Below are some entries; set them all down exactly.
§
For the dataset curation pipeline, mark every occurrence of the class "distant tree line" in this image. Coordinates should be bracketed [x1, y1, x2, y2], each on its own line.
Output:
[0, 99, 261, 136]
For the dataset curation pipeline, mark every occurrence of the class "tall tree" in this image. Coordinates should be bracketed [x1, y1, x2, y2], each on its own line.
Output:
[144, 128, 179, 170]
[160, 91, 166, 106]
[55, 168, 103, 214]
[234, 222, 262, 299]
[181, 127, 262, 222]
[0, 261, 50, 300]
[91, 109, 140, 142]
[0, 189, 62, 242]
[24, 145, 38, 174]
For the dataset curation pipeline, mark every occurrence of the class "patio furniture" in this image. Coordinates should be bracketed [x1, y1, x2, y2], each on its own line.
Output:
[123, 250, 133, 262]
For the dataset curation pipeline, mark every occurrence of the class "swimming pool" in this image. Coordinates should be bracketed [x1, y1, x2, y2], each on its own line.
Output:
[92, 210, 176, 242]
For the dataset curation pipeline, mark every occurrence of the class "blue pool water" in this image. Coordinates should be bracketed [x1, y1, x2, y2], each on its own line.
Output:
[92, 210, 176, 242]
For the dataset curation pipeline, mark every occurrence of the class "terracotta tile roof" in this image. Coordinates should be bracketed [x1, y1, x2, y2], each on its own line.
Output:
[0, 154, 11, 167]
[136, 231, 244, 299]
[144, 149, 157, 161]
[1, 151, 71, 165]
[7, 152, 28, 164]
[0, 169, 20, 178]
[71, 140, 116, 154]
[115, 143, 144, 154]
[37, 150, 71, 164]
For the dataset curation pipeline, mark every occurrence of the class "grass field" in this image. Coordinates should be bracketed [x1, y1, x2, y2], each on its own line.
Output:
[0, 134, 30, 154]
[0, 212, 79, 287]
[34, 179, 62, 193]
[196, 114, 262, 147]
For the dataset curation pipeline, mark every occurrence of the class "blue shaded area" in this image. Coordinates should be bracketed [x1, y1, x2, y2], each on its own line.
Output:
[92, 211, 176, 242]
§
_FINISHED EXERCISE_:
For the dataset curation pipeline, mark every occurrence of the class "distant tree line" in this image. Coordinates should be bracketed [x1, y1, x2, y2], each on its own line.
Output:
[0, 99, 261, 136]
For the dataset curation pipeline, mark every occurrence of the class "tall tree" in this image. Coordinates should be bracketed [x1, y1, x2, y2], each on its own line.
Output:
[144, 128, 179, 170]
[160, 91, 166, 106]
[55, 168, 103, 214]
[234, 222, 262, 299]
[181, 127, 262, 222]
[0, 261, 50, 300]
[91, 109, 140, 142]
[0, 189, 62, 242]
[24, 145, 38, 174]
For the dataset curation pipeline, mark every occurrence of the class "patio furniture" in this image. Coordinates should be bracketed [x1, y1, x2, y2], each on its own line.
Output:
[123, 250, 133, 262]
For the dataset curation pipeline, mark every occurrence of the class "swimming pool" in this image. Coordinates should be bracketed [x1, y1, x2, y2], each on its own line.
Output:
[92, 210, 176, 242]
For the dataset curation pipeline, mark every occurrence of the class "blue pool water" in this image. Coordinates should be bracketed [x1, y1, x2, y2], each on its own line.
Output:
[92, 210, 176, 242]
For the dataset curation pipeline, mark every occurrence of the class "terracotta tile roof" in this image. Coordinates should be bracketed [x1, y1, x2, y2], each on its own line.
Output:
[0, 154, 11, 167]
[136, 231, 244, 299]
[144, 149, 157, 161]
[1, 151, 71, 165]
[7, 152, 28, 164]
[0, 169, 20, 178]
[71, 140, 116, 154]
[115, 143, 144, 154]
[37, 150, 71, 164]
For the dataset curation pipeline, mark every occurrence of the class "grass field" in this image. Coordinates should be bracketed [x1, y1, x2, y2], each on its own line.
Output:
[0, 134, 30, 154]
[0, 212, 79, 287]
[34, 179, 62, 193]
[196, 114, 262, 147]
For the dataset curation pipeline, mark every occurrence of the class "blue shaded area" in this image. Coordinates should be bracketed [x1, y1, x2, y2], each on its own line.
Output:
[92, 211, 176, 242]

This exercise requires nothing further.